Text block
◆ ◆ ◆ ◆ ◆
Access to adequate toilet facilities is a basic human need and as such, should be freely available in any setting, including the workplace.

In most cases, particularly in office environments, this is already a given but not all workplace toilet facilities are created equal. In reality, some toilet facilities are not at par with basic standards of quality and safety. This, in turn, can affect overall employee morale and happiness.

In the UK, the Approved Code of Practice for the Workplace (Health, Safety and Welfare) Regulations 1992 provides guidelines for the adequate number and quality of workplace toilets.

For women-only and mixed-use toilets, the recommended ratio of people to facilities is as follows:

Number of people at work Number of toilets Number of washbasins
1-5 1 1
6-25 2 2
26-50 3 3
51-75 4 4
76-100 5 5

For toilets assigned to men:

Number of men at work Number of toilets Number of washbasins
1-15 1 1
16-30 2 1
31-45 2 2
45-60 3 2
61-75 3 3
76-90 4 3
91-100 4 4

Having adequate facilities also means that people should not have to queue for a long time when they need to use the toilet. It also means separate facilities for men and women, both with lockable doors. It means toilets should be clean, properly maintained and equipped with a steady supply of toilet paper, soap, hot and cold running water, and drying facilities, among others. For women’s toilets, a means for disposing sanitary dressing is also necessary.
◆ ◆ ◆ ◆ ◆
Saved entries
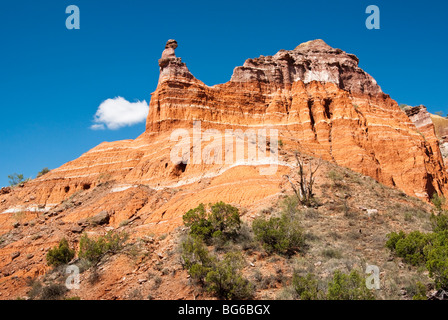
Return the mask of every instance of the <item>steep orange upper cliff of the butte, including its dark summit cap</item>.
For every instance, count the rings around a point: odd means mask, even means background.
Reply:
[[[174,71],[172,72],[175,73]],[[202,127],[276,128],[287,145],[427,199],[446,192],[438,145],[358,67],[358,59],[322,40],[249,59],[213,87],[161,76],[147,133]]]

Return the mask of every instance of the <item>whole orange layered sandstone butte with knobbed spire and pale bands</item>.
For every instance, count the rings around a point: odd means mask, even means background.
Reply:
[[[284,149],[322,157],[410,196],[448,195],[447,170],[426,109],[417,108],[408,117],[358,67],[355,55],[322,40],[309,41],[248,59],[229,82],[207,86],[175,56],[176,47],[176,41],[168,41],[159,60],[145,132],[135,140],[101,143],[21,187],[3,188],[0,234],[12,229],[11,217],[18,212],[39,216],[80,191],[99,187],[103,191],[93,204],[74,204],[62,220],[74,223],[106,210],[111,226],[142,215],[147,217],[143,226],[167,232],[201,202],[250,208],[287,185],[283,175],[292,162],[282,157],[273,175],[260,175],[258,169],[267,164],[250,159],[173,163],[170,152],[177,141],[171,141],[171,133],[183,128],[192,136],[193,120],[201,121],[202,131],[277,129]]]

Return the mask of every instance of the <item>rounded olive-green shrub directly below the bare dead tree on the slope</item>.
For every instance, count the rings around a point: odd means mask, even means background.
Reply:
[[[257,218],[252,229],[268,253],[292,254],[304,246],[304,233],[297,216],[282,214],[269,220]]]

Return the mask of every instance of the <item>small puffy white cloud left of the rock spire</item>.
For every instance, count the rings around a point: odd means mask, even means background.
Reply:
[[[129,102],[122,97],[103,101],[94,116],[92,130],[116,130],[145,121],[149,106],[145,100]]]

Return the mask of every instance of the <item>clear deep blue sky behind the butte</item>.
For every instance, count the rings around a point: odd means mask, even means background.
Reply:
[[[365,13],[377,5],[381,29]],[[68,5],[80,29],[68,30]],[[324,39],[354,53],[399,103],[448,112],[446,1],[2,0],[0,5],[0,186],[34,178],[102,141],[133,139],[144,122],[92,130],[114,97],[149,102],[166,40],[208,85],[230,79],[247,58]]]

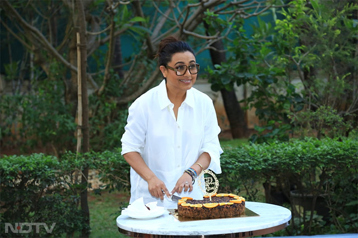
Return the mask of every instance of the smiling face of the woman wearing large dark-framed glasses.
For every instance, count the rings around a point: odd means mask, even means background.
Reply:
[[[189,66],[195,63],[196,61],[194,55],[191,52],[186,51],[173,54],[171,61],[167,65],[172,68],[177,68],[181,65]],[[163,65],[160,66],[160,69],[163,76],[167,78],[167,87],[169,90],[174,90],[177,92],[178,90],[186,91],[190,89],[196,81],[197,74],[190,74],[189,69],[187,69],[185,74],[182,76],[177,76],[174,70]]]

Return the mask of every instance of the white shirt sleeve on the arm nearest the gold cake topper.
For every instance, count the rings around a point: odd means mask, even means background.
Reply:
[[[208,108],[208,115],[205,122],[204,142],[199,153],[207,152],[210,155],[211,162],[208,169],[216,174],[221,173],[220,154],[223,153],[218,139],[220,131],[221,129],[217,123],[214,105],[211,104]]]

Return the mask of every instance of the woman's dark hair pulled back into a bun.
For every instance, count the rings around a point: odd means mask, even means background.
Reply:
[[[155,58],[159,58],[159,65],[167,65],[171,61],[173,54],[178,52],[191,52],[194,56],[194,51],[185,41],[176,39],[173,36],[168,36],[159,43],[158,53]]]

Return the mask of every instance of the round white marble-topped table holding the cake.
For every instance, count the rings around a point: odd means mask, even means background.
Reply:
[[[245,202],[245,207],[259,216],[180,222],[169,212],[148,220],[121,215],[117,226],[132,237],[250,237],[281,230],[291,219],[291,211],[282,206]]]

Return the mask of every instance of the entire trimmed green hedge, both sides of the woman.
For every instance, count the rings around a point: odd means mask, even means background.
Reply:
[[[14,235],[5,233],[6,222],[46,222],[49,226],[56,222],[51,234],[42,228],[40,234],[15,236],[71,236],[82,228],[89,229],[82,227],[78,205],[80,191],[85,187],[81,187],[78,175],[81,168],[88,166],[100,172],[101,181],[107,184],[104,189],[129,191],[130,168],[120,150],[77,157],[67,152],[59,159],[44,154],[1,158],[1,236]],[[288,199],[283,205],[292,209],[289,192],[294,188],[316,197],[325,194],[329,218],[323,221],[314,212],[307,213],[303,222],[297,220],[301,217],[294,217],[292,226],[286,229],[289,235],[357,232],[356,140],[306,138],[224,150],[222,173],[217,175],[219,192],[239,193],[248,201],[273,202],[273,192],[279,191]]]

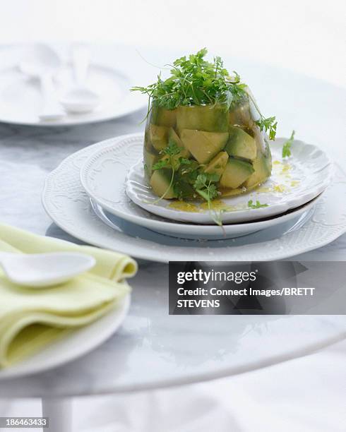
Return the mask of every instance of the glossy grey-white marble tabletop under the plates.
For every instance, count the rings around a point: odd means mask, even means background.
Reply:
[[[253,92],[263,111],[283,119],[279,136],[288,136],[295,128],[297,138],[316,143],[335,160],[346,162],[342,142],[345,90],[264,65],[257,65],[256,73],[251,73],[253,65],[249,61],[242,66],[249,80],[252,78]],[[271,82],[270,92],[261,90],[265,79]],[[61,128],[0,124],[1,222],[37,234],[71,239],[44,213],[41,192],[45,176],[61,160],[86,145],[141,131],[144,114],[136,112],[99,124]],[[345,260],[346,234],[297,258]],[[167,265],[141,263],[131,284],[131,311],[114,337],[61,368],[4,380],[0,397],[87,395],[211,379],[307,354],[340,339],[345,330],[343,318],[328,316],[321,320],[313,316],[262,320],[256,316],[168,316]],[[302,327],[309,336],[299,340],[296,336]],[[318,337],[319,330],[322,338]],[[280,339],[285,339],[285,348]],[[250,348],[251,352],[261,352],[257,362],[251,361]],[[266,355],[269,351],[270,356]]]

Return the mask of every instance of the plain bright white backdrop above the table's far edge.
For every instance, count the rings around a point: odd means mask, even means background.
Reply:
[[[0,0],[0,43],[208,47],[346,85],[345,0]],[[116,55],[116,53],[114,53]]]

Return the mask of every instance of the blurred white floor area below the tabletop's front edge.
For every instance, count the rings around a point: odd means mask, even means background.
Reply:
[[[72,430],[344,432],[345,353],[343,341],[310,356],[209,383],[76,397]],[[40,416],[40,400],[2,400],[0,415]]]

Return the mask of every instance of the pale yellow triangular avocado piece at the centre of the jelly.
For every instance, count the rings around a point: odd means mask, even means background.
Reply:
[[[208,164],[225,147],[228,132],[205,132],[183,129],[180,138],[198,163]]]

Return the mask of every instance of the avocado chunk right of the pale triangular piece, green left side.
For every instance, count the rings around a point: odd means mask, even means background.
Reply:
[[[256,141],[238,126],[229,126],[229,138],[225,150],[229,156],[247,160],[256,159]]]

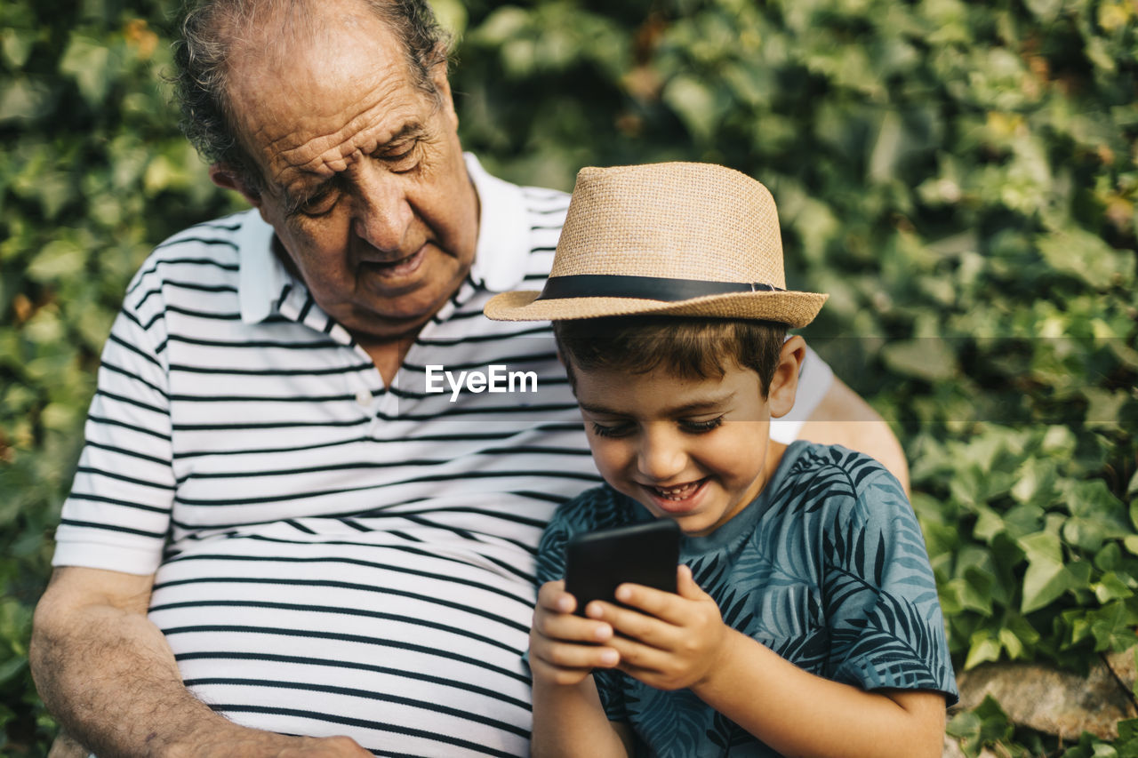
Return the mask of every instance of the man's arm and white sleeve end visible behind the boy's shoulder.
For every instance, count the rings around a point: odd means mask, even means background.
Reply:
[[[909,492],[909,464],[893,430],[838,377],[802,425],[798,438],[871,455],[897,477],[906,494]]]

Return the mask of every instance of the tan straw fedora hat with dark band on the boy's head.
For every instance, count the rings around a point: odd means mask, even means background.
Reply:
[[[732,168],[658,163],[582,168],[541,291],[502,293],[496,321],[612,315],[814,320],[826,295],[786,291],[767,188]]]

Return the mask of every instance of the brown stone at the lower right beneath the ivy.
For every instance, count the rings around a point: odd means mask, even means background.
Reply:
[[[974,708],[990,694],[1015,724],[1064,740],[1083,732],[1113,740],[1120,720],[1138,717],[1133,651],[1107,660],[1086,677],[1037,664],[984,664],[957,676],[959,705]]]

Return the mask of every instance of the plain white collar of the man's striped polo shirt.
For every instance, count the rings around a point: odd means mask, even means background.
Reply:
[[[529,256],[529,225],[521,188],[486,173],[472,154],[463,157],[479,205],[478,244],[470,279],[494,293],[513,289],[526,274]],[[241,321],[259,323],[278,308],[284,287],[299,282],[273,253],[273,228],[255,208],[244,214],[237,242],[241,256]]]

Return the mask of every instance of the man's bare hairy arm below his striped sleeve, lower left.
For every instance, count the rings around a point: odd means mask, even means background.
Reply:
[[[349,757],[348,738],[288,738],[238,726],[182,684],[146,616],[154,576],[57,568],[35,608],[28,659],[48,710],[99,758]]]

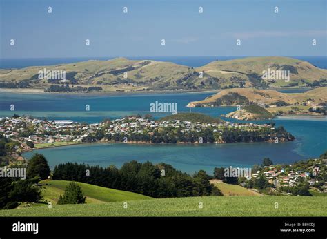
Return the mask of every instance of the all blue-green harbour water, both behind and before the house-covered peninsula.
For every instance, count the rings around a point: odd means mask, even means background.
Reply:
[[[197,101],[212,93],[184,94],[138,94],[138,95],[68,95],[68,94],[0,94],[0,116],[12,115],[6,110],[13,103],[17,114],[30,114],[48,119],[71,119],[73,121],[99,122],[103,118],[121,118],[130,114],[147,114],[151,102],[176,102],[179,112],[188,112],[185,107],[190,101]],[[90,104],[91,111],[83,111]],[[195,108],[192,112],[202,112],[219,116],[235,110],[235,107]],[[154,114],[156,118],[165,114]],[[236,121],[224,118],[228,121]],[[96,143],[72,145],[50,149],[39,149],[48,158],[50,167],[67,161],[89,163],[107,167],[120,167],[130,160],[153,163],[165,162],[184,172],[214,167],[250,167],[270,157],[275,163],[293,163],[295,160],[317,157],[327,149],[326,116],[291,116],[273,120],[277,126],[283,125],[296,140],[288,143],[239,143],[223,145],[126,145]],[[253,121],[254,122],[254,121]],[[268,121],[256,121],[266,123]],[[29,158],[34,152],[24,154]]]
◆ ◆ ◆ ◆ ◆
Check your understanding
a) Summarize the text on workplace toilet facilities in two sentences.
b) Carry on the text about workplace toilet facilities from the point where it stops.

Answers for each item
a) Access to adequate toilet facilities is a basic human need that should be freely available at work, yet some workplace toilets fall short of basic standards of quality and safety, which can affect employee morale and happiness. In the UK, the Approved Code of Practice for the Workplace (Health, Safety and Welfare) Regulations 1992 gives guidelines on the number and quality of workplace toilets, and adequate facilities also mean short queues, separate lockable facilities for men and women, cleanliness, proper maintenance, and supplies such as toilet paper, soap, hot and cold running water, and drying facilities.

b)
Of course, workplaces should also have the necessary toilet provisions for employees with disabilities.

If employees are required to carry out “dirty work”, showers must be available to use. A suitable washing facility should be close to a changing room, has hot and cold water, and has provisions for cleaning (soap) and drying (towels). Like toilet facilities, it should be well-lit and well-ventilated, with lockable doors, and with separate facilities for men and women. In some cases, employers can also provide a shared-use room that can be secured from the inside and that are intended for use by one person at a time.

A changing room should also be provided for work environments wherein employees are required to change into specialist clothing. These rooms should be easily accessible and equipped with provisions for seating, washing, hanging clothes and storage.

Why is it important?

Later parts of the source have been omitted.